▶ **Estratto della pagina**:
Per costruire l’intervallo di confidenza del punteggio vero dobbiamo utilizzare due quantità:

  • una stima del punteggio vero,

  • l’errore standard della stima (ovvero, una stima della deviazione standard della distribuzione delle stime del punteggio vero che si otterrebbe se il test venisse somministrato infinite volte sotto le stesse condizioni).

Iniziamo con il problema della stima del punteggio vero.

5.1. Il paradosso di Kelley#

Negli anni ‘20, Kelly ha dimostrato come sia possibile stimare il punteggio vero del rispondente utilizzando il modello di regressione. La formula di Kelley si basa sull’equivalenza algebrica secondo cui l’attendibilità è uguale al quadrato del coefficiente di correlazione tra i punteggi osservati e i punteggi veri. Quindi, sulla base della formula di Kelley, il punteggio vero di un rispondente può essere stimato nel seguente modo:

(5.1)#\[ \hat{T} = \mu_x + \rho (X - \mu_x), \]

laddove \(X\) è il punteggio osservato, \(\mu_x\) è la media dei punteggi ottenuti da tutti i rispondenti di un campione e \(\rho\) è l’attendibilità del test.

Quando l’attendibilità è perfetta (\(\rho = 1\)), il punteggio vero è uguale al punteggio osservato. Quando l’attendibilità è zero (tutta la varianza è dovuta all’errore della misurazione), allora la stima migliore del punteggio vero è data dalla media del campione. Quando \(0 < \rho < 1\), la stima del punteggio vero corrisponde ad un valore che si discosta dal punteggio osservato nella direzione della media del campione. La stima del punteggio vero, dunque, esibisce la proprietà della regressione verso la media del punteggio osservato, in funzione dell’attendibilità del test.

▶ **Record di riquadri etichettati**:

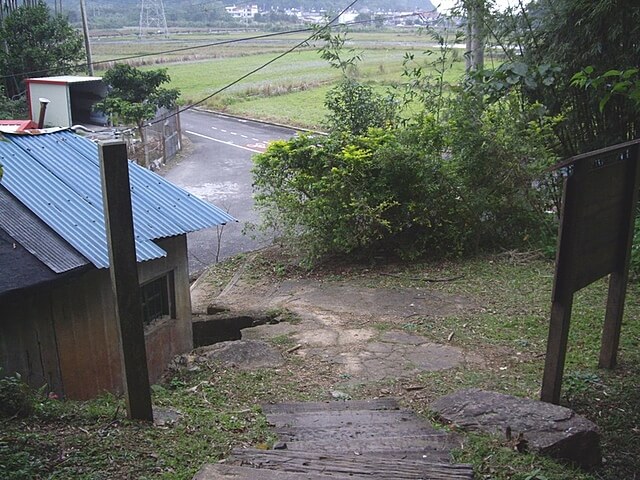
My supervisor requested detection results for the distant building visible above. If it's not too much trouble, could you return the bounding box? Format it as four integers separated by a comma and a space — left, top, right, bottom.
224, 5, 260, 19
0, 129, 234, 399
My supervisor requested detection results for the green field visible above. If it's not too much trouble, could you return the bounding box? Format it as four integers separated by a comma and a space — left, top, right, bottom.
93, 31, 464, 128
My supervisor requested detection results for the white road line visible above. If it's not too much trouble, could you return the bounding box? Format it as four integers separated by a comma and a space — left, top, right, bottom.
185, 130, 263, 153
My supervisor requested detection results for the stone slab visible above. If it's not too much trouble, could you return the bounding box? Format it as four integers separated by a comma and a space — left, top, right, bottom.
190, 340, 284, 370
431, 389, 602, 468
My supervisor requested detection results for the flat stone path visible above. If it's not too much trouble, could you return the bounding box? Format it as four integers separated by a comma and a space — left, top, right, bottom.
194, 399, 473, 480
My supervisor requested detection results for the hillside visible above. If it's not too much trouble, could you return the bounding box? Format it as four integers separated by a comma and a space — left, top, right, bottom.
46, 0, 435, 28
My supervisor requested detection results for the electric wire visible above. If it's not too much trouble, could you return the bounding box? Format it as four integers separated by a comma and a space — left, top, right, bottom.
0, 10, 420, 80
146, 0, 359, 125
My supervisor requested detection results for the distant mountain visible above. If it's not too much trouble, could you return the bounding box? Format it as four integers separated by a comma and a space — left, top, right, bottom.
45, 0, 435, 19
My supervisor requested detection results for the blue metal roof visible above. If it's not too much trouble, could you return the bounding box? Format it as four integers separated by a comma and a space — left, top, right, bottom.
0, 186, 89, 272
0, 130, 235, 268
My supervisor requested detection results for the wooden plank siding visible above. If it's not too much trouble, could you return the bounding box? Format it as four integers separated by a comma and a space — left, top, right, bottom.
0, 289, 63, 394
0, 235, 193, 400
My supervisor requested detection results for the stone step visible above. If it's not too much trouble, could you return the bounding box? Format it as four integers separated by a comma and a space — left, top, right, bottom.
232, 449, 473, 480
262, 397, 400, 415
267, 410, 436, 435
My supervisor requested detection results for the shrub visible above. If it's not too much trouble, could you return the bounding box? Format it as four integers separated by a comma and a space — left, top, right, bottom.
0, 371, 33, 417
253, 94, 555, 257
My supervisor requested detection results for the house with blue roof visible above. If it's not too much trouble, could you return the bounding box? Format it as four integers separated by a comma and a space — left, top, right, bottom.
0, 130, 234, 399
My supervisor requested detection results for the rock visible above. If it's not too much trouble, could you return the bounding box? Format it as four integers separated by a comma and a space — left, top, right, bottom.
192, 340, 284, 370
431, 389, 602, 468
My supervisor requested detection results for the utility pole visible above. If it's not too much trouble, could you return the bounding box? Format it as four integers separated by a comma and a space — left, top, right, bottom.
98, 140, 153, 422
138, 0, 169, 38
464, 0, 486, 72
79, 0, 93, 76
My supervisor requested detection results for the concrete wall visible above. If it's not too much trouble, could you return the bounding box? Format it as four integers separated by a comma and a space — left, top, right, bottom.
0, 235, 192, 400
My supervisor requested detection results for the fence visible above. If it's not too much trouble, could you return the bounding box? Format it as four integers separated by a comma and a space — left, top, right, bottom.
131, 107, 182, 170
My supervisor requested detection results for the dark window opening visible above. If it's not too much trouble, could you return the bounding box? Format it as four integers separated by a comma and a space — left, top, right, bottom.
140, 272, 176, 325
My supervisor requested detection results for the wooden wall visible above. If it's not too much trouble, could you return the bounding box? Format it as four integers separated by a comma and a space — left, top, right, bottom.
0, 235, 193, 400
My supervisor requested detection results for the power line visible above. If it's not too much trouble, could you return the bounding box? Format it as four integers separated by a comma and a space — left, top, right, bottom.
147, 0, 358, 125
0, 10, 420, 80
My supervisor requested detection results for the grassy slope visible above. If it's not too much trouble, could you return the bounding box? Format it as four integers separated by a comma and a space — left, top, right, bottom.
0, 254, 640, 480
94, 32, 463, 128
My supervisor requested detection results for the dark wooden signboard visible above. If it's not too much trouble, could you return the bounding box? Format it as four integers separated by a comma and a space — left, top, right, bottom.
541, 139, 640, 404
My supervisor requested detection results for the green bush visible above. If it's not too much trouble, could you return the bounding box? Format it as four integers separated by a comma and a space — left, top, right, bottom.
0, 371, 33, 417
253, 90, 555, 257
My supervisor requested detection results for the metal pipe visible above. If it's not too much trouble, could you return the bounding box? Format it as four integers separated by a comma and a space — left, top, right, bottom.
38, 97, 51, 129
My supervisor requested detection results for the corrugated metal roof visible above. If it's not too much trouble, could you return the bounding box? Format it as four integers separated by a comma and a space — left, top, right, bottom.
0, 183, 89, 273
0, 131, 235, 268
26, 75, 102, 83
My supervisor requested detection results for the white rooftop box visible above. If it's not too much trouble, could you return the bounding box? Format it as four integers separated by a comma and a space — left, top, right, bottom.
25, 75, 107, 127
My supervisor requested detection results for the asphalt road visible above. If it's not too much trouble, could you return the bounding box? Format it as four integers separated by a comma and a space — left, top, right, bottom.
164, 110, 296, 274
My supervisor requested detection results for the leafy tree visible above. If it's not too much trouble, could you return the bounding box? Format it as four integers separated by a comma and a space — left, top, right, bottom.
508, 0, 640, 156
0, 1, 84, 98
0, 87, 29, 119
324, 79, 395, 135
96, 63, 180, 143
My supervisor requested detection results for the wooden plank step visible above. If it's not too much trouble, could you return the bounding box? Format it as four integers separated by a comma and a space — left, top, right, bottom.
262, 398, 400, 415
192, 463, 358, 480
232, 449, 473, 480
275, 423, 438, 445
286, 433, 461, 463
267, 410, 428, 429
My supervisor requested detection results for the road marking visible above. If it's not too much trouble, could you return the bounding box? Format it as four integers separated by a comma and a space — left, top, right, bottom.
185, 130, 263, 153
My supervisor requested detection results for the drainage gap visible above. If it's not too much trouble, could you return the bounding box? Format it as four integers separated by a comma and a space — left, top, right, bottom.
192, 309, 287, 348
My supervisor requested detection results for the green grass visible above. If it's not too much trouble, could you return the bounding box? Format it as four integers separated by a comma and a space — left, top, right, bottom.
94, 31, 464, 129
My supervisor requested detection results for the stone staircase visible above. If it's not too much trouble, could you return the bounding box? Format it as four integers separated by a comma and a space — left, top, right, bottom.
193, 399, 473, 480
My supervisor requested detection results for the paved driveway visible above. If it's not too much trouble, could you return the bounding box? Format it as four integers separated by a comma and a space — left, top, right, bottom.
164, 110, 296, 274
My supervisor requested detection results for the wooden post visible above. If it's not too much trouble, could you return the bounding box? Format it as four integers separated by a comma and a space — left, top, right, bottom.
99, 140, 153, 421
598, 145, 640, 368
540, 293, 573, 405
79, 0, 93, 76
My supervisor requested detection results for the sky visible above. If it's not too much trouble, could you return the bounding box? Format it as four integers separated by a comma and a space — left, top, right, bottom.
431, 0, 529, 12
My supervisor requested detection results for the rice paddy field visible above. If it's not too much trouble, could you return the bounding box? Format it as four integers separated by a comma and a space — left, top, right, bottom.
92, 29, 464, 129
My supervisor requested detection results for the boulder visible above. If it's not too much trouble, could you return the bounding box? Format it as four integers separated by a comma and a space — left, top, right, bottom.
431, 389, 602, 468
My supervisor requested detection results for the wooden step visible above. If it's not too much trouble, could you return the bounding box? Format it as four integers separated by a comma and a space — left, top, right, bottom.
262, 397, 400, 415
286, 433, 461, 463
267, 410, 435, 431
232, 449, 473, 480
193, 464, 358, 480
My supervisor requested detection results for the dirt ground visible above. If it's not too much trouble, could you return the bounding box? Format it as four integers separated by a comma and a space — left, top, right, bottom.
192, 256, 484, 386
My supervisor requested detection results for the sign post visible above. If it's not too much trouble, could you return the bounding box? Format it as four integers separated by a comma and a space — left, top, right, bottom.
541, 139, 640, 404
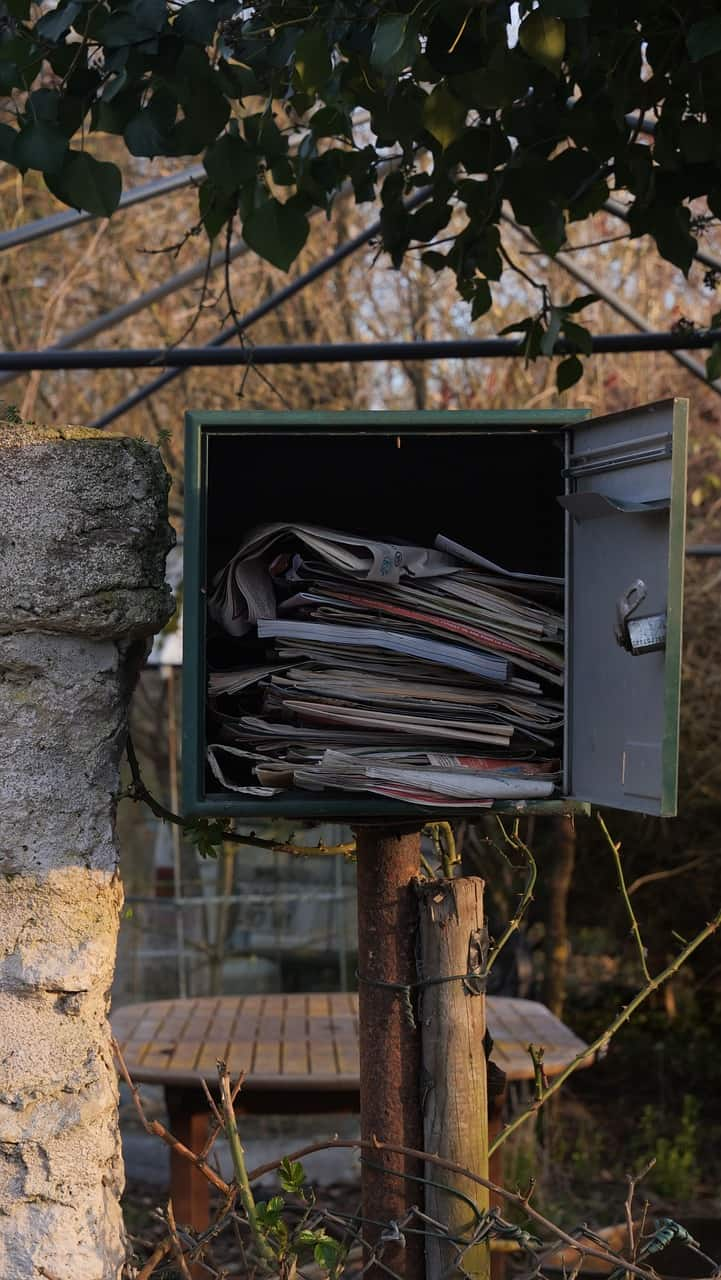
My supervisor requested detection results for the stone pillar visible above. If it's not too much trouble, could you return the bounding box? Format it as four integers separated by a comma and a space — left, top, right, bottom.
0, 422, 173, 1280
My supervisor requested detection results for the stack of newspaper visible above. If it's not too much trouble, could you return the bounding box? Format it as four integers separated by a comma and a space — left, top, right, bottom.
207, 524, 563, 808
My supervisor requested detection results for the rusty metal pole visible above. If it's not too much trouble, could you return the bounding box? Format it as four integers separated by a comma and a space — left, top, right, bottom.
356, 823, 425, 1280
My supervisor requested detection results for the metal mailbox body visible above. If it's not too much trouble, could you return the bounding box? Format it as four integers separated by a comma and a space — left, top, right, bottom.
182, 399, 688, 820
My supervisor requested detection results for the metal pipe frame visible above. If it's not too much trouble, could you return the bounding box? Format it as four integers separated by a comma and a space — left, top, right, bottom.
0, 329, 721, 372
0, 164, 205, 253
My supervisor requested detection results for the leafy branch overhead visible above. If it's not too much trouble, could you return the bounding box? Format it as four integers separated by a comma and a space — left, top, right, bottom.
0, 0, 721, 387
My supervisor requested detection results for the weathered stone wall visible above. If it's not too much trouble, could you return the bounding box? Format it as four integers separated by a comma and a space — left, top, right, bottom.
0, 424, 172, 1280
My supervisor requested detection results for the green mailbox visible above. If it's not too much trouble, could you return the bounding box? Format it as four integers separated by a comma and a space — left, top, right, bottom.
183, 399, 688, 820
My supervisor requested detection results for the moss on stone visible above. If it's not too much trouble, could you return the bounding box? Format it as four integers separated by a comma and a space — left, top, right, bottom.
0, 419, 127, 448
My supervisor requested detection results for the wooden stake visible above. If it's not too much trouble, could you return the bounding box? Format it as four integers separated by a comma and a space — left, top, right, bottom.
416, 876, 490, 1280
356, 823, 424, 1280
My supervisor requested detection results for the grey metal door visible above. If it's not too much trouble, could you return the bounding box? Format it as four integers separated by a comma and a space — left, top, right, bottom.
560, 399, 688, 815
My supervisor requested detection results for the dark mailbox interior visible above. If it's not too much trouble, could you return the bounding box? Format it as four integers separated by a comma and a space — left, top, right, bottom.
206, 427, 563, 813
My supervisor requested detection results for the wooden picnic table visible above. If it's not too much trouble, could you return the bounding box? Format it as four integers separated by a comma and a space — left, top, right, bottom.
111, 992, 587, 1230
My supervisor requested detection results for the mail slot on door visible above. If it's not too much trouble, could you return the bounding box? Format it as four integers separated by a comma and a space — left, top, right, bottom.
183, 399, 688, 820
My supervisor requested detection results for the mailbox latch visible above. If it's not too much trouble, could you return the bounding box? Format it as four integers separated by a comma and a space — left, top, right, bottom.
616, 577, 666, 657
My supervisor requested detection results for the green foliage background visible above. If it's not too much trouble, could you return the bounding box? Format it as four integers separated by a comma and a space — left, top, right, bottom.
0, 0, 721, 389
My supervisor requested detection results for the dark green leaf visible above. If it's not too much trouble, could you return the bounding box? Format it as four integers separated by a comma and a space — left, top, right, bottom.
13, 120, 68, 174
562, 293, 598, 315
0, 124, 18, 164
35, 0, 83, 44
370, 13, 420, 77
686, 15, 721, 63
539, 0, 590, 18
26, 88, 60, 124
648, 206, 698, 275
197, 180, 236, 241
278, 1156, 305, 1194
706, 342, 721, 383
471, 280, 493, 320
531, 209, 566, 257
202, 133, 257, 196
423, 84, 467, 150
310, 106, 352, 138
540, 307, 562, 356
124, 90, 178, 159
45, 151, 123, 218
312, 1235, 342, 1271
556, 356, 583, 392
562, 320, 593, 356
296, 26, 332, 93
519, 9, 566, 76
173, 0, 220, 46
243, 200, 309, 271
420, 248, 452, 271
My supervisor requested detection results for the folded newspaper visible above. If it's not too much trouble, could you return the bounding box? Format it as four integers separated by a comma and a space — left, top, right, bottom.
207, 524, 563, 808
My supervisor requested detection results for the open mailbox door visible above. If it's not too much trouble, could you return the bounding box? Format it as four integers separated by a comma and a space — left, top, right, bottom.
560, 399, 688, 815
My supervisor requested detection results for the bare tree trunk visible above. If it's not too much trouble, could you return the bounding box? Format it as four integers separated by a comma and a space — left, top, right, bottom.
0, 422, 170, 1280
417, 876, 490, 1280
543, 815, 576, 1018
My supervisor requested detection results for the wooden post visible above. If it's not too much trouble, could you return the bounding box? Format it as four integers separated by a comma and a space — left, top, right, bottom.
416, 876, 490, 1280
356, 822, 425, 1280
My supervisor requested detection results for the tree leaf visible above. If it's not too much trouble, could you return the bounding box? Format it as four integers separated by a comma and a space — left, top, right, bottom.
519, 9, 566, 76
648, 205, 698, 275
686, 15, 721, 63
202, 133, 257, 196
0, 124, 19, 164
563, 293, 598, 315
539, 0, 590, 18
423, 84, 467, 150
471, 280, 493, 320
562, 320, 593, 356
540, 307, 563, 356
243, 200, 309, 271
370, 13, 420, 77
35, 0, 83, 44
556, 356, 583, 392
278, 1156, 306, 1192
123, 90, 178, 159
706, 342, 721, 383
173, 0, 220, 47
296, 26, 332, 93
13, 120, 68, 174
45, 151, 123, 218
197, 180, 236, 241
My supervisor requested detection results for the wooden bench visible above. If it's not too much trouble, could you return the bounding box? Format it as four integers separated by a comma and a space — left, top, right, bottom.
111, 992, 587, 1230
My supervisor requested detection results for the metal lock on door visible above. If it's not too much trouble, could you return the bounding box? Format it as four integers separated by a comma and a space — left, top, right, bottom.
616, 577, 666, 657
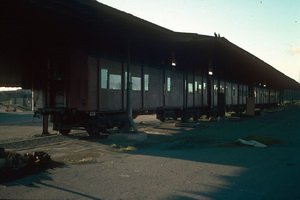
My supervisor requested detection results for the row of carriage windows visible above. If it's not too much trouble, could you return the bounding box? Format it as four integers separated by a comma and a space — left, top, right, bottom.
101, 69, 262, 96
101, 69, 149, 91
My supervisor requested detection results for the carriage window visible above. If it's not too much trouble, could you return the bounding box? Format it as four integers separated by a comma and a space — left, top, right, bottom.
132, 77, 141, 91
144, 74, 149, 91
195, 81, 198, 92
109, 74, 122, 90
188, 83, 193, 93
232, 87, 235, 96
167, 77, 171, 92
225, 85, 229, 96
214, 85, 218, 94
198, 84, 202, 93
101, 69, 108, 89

▶ **Serie di esercizi**:
1. Nel brano sul punteggio vero, qual è la stima migliore del punteggio vero quando l'attendibilità è zero?
2. Estrai dal brano sul punteggio vero il passo compreso tra "Iniziamo con il" e "è l’attendibilità del test.", inclusi.
I record non hanno alcun legame con il brano sul punteggio vero.

▶ **Soluzioni in ordine**:
1. La media del campione.

2.
Iniziamo con il problema della stima del punteggio vero.

5.1. Il paradosso di Kelley#

Negli anni ‘20, Kelly ha dimostrato come sia possibile stimare il punteggio vero del rispondente utilizzando il modello di regressione. La formula di Kelley si basa sull’equivalenza algebrica secondo cui l’attendibilità è uguale al quadrato del coefficiente di correlazione tra i punteggi osservati e i punteggi veri. Quindi, sulla base della formula di Kelley, il punteggio vero di un rispondente può essere stimato nel seguente modo:

(5.1)#\[ \hat{T} = \mu_x + \rho (X - \mu_x), \]

laddove \(X\) è il punteggio osservato, \(\mu_x\) è la media dei punteggi ottenuti da tutti i rispondenti di un campione e \(\rho\) è l’attendibilità del test.